Warning: This is rough as a bucket of spanners, but I’m trying to summarize a whole bunch of stuff quickly. Feedback is appreciated. Work in progress etc.

Watching someone collide with some of the various ways that designers tend to describe themselves and how their job titles have shifted and changed over time, I tried to write up a quick summary of how I understand design practice, particularly focused on people working with products that have digital components. I’d love to get any feedback or thoughts that any of you might have — feel free to add a comment on the side or query stuff, and at some point in the future I may attempt to write it up in a more coherent form.

A particular problem I’ve noticed is an absolute brain fart that I’ve sometimes had from people who can’t get past that designers are fundamentally about making things ‘pretty’.

Well for a start — yes we are. A huge part of design is working out how to communicate a product, sell a product, make the experience of using a product evocative, emotionally enriching and pleasant. But there are other skills that are lumped under ‘design’ as a discipline and any individual designer you meet will have strengths in one area or another to a greater or lesser degree.

PROVIDED ENTRIES |
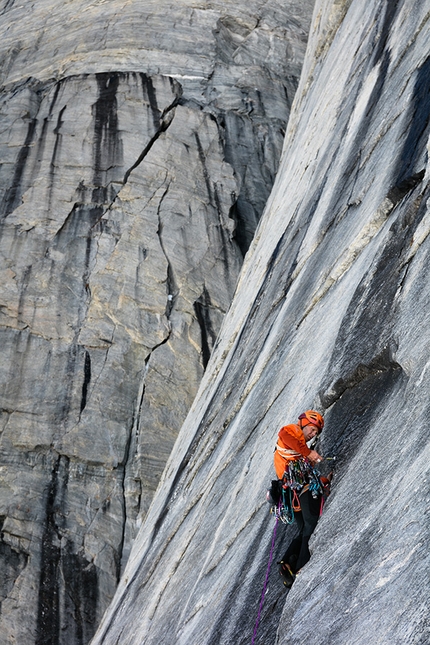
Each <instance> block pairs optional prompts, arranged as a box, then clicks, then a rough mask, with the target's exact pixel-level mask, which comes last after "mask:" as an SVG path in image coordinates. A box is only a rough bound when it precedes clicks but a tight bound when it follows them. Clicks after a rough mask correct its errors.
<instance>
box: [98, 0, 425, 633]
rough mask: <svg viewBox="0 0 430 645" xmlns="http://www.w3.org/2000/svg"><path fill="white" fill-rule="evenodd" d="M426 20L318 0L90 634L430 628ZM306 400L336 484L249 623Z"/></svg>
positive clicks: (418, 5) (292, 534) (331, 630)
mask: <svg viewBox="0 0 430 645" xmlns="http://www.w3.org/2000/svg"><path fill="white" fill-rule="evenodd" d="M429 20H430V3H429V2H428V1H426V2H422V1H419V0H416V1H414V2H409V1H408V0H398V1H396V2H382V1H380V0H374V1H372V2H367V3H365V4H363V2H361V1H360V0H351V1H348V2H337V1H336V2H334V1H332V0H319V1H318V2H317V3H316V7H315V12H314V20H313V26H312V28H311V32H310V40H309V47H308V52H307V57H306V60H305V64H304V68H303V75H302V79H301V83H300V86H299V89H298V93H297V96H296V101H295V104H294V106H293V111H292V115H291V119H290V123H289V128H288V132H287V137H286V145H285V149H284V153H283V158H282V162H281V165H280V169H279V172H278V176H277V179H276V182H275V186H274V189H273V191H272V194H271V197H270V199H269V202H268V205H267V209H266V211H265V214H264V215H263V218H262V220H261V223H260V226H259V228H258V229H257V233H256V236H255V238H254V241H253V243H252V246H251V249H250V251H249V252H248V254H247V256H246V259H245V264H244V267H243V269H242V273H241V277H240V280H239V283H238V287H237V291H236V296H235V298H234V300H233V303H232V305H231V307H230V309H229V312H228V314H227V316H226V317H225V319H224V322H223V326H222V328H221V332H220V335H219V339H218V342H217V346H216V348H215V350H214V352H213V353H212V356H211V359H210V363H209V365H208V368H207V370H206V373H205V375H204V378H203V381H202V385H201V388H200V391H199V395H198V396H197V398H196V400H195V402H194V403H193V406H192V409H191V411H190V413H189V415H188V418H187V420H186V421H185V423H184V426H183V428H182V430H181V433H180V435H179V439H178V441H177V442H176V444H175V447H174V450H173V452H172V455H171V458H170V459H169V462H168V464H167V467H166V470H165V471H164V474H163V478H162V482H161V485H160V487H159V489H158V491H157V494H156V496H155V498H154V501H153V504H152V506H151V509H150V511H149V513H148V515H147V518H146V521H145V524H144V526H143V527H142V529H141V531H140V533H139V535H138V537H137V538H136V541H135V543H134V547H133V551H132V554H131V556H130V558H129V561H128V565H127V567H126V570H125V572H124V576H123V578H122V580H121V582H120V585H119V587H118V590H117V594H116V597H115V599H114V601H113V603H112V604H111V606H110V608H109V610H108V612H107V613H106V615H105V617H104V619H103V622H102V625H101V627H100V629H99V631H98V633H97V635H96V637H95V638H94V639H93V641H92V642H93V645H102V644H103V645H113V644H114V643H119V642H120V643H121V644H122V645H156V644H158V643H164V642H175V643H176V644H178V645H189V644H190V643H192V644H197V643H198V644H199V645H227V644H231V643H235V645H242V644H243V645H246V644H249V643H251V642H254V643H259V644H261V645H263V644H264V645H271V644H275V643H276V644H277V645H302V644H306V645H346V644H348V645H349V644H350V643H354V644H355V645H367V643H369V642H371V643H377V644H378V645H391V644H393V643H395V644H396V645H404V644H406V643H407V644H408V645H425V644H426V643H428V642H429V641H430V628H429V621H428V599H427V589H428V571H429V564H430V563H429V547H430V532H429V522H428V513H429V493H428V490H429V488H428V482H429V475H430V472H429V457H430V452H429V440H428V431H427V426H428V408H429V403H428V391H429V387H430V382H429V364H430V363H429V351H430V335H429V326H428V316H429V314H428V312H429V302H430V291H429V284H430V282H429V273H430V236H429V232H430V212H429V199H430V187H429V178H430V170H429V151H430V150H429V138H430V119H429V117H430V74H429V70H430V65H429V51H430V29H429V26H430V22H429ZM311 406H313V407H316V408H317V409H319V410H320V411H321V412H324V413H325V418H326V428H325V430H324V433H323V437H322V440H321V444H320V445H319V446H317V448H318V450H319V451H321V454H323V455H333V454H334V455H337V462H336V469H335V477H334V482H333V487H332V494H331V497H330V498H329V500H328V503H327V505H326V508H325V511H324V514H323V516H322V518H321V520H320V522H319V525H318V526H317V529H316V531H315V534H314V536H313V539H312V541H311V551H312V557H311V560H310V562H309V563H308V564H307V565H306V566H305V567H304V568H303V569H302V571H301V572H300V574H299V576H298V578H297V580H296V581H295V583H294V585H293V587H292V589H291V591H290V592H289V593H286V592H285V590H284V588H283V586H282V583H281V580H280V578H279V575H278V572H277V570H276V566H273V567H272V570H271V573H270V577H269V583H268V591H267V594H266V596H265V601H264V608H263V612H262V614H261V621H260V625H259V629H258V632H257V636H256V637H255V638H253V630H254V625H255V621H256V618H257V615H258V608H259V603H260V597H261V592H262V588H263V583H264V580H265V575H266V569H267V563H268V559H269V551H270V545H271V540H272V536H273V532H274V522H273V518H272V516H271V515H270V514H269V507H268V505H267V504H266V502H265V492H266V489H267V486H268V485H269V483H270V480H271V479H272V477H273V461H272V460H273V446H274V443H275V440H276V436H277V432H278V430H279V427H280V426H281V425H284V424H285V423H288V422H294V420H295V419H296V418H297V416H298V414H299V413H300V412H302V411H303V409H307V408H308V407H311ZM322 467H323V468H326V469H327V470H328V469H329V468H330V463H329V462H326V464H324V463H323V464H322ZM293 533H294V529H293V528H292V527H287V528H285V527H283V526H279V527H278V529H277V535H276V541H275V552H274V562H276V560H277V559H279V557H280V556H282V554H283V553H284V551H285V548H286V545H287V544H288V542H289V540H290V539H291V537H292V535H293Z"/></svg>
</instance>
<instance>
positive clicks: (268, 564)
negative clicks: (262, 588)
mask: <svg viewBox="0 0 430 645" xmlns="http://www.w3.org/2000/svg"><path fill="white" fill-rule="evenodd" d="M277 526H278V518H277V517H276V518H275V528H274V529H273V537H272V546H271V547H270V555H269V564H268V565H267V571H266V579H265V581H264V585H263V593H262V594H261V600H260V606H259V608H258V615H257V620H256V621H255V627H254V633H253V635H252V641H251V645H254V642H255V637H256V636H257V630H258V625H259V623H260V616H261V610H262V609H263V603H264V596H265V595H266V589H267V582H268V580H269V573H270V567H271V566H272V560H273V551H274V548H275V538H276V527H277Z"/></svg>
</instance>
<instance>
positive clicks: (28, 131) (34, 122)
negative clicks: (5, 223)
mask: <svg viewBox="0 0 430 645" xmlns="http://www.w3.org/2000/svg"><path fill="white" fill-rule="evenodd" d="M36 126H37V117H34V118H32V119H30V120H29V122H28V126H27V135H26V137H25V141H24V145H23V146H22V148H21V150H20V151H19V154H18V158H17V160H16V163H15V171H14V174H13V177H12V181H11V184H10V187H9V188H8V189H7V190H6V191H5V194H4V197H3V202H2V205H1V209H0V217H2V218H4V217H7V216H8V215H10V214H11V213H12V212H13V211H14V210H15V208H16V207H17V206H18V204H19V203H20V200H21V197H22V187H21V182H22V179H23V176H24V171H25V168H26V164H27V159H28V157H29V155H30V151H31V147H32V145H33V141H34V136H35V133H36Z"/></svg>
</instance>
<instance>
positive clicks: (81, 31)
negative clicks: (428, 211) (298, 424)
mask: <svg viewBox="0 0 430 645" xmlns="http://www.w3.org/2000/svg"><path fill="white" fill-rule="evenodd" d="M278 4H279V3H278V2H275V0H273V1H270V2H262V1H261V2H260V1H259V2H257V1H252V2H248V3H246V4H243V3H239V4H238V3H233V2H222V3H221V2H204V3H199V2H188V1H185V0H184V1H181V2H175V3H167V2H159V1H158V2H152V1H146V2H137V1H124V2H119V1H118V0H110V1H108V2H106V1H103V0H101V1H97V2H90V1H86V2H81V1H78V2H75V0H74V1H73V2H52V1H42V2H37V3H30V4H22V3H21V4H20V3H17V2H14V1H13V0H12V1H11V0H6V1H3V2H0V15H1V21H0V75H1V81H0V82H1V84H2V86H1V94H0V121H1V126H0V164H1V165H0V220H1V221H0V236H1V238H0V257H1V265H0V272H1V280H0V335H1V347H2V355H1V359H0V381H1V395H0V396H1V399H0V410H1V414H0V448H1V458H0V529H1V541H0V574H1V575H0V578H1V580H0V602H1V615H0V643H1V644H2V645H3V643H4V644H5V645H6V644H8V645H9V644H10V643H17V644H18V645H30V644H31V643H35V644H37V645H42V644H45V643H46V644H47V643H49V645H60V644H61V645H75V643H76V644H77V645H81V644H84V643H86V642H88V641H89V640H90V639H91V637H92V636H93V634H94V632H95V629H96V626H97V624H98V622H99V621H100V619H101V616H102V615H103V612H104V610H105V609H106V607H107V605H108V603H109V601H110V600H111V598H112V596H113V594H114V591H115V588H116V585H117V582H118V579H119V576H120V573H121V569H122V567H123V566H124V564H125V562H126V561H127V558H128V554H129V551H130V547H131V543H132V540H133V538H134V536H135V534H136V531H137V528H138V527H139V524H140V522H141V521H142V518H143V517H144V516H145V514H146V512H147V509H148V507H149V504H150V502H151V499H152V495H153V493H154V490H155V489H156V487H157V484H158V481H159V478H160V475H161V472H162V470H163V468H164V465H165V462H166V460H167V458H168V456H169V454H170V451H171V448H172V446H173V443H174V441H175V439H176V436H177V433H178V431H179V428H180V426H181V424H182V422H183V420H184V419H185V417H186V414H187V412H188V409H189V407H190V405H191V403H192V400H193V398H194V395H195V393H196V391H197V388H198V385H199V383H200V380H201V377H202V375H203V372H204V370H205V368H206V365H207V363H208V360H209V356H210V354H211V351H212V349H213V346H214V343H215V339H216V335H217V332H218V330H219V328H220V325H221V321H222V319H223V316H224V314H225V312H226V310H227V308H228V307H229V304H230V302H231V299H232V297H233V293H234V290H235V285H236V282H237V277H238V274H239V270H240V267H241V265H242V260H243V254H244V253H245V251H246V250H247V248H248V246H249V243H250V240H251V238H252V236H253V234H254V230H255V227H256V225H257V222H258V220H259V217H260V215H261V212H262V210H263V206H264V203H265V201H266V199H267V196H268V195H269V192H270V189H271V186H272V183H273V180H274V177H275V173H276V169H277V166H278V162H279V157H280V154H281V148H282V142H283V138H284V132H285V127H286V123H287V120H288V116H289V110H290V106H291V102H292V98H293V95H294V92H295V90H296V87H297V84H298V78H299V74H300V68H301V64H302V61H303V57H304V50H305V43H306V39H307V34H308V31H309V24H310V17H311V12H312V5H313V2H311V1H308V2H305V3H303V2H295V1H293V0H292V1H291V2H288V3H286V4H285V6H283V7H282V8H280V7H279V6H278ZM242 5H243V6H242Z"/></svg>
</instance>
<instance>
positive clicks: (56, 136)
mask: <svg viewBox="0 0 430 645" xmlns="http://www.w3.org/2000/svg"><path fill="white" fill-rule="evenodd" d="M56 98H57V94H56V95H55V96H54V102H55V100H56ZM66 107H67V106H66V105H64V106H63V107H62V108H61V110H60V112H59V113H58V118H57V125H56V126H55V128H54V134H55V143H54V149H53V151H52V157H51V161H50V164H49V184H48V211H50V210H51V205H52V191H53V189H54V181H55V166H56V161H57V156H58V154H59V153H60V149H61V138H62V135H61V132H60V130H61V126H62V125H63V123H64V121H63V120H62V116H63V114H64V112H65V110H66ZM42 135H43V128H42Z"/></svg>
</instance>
* * *
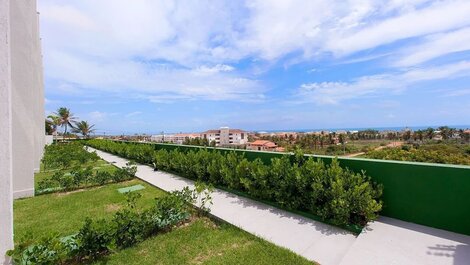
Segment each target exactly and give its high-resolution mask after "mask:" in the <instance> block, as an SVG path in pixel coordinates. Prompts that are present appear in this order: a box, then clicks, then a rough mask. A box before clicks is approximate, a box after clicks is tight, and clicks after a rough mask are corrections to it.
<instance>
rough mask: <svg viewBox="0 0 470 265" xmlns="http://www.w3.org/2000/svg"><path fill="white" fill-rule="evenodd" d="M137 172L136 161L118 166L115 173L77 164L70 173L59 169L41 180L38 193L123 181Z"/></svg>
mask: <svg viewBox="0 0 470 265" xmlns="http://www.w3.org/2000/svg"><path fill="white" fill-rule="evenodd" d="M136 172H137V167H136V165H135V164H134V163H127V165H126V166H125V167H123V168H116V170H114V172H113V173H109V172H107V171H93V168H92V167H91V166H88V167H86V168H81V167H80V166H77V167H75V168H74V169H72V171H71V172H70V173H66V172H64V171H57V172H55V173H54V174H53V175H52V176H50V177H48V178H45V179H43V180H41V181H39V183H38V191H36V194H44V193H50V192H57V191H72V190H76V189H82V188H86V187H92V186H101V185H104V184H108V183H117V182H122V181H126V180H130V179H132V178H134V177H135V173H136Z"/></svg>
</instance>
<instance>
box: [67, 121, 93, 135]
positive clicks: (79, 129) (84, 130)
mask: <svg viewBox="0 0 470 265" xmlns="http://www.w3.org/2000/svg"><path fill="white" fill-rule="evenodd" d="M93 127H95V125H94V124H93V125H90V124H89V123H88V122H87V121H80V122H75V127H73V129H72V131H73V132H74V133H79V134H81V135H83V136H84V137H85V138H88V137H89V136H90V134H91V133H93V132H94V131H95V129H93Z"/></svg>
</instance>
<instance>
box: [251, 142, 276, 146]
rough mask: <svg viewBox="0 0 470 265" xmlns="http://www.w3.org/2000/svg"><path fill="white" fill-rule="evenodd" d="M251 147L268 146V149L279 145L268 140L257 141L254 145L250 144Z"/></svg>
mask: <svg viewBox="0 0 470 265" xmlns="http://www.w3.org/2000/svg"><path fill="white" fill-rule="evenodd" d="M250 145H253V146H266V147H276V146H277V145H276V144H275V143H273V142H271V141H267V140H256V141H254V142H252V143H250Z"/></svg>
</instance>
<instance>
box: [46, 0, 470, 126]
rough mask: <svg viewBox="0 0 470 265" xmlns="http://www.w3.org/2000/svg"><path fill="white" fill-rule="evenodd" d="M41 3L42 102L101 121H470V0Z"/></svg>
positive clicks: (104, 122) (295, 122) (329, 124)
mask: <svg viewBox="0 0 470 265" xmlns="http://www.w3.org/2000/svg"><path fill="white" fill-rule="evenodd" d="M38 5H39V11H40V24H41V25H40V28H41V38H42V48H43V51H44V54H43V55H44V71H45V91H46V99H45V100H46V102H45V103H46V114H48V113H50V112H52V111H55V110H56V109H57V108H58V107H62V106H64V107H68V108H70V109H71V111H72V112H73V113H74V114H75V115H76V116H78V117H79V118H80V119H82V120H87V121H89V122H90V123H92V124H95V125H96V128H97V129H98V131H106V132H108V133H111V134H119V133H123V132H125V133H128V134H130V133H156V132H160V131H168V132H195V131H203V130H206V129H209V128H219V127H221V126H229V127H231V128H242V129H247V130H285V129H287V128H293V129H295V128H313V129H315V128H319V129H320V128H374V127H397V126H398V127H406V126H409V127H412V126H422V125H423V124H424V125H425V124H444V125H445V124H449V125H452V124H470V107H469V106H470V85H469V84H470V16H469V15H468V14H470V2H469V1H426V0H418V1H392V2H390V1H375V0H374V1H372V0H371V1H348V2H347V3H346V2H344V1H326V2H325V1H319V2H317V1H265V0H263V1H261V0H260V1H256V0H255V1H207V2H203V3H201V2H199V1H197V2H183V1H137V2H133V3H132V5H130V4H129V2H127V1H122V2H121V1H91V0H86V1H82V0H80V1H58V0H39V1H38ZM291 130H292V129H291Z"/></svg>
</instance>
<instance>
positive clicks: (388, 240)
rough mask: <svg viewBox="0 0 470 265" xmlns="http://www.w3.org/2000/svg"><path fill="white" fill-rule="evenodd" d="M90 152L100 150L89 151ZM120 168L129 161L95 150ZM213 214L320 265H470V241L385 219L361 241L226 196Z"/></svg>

LIST OF TASKS |
1. In the design essay, what idea does the author say some people can't get past?
2. From the records, pull out every line that contains the string "positive", matching case exactly.
The design essay and the records are unrelated material.

EXPECTED RESPONSES |
1. That designers are fundamentally about making things 'pretty'.

2.
positive clicks: (418, 5) (292, 534) (331, 630)
positive clicks: (268, 564)
positive clicks: (28, 131) (34, 122)
positive clicks: (81, 31)
positive clicks: (56, 136)
positive clicks: (79, 129) (84, 130)
positive clicks: (104, 122) (295, 122) (329, 124)
positive clicks: (388, 240)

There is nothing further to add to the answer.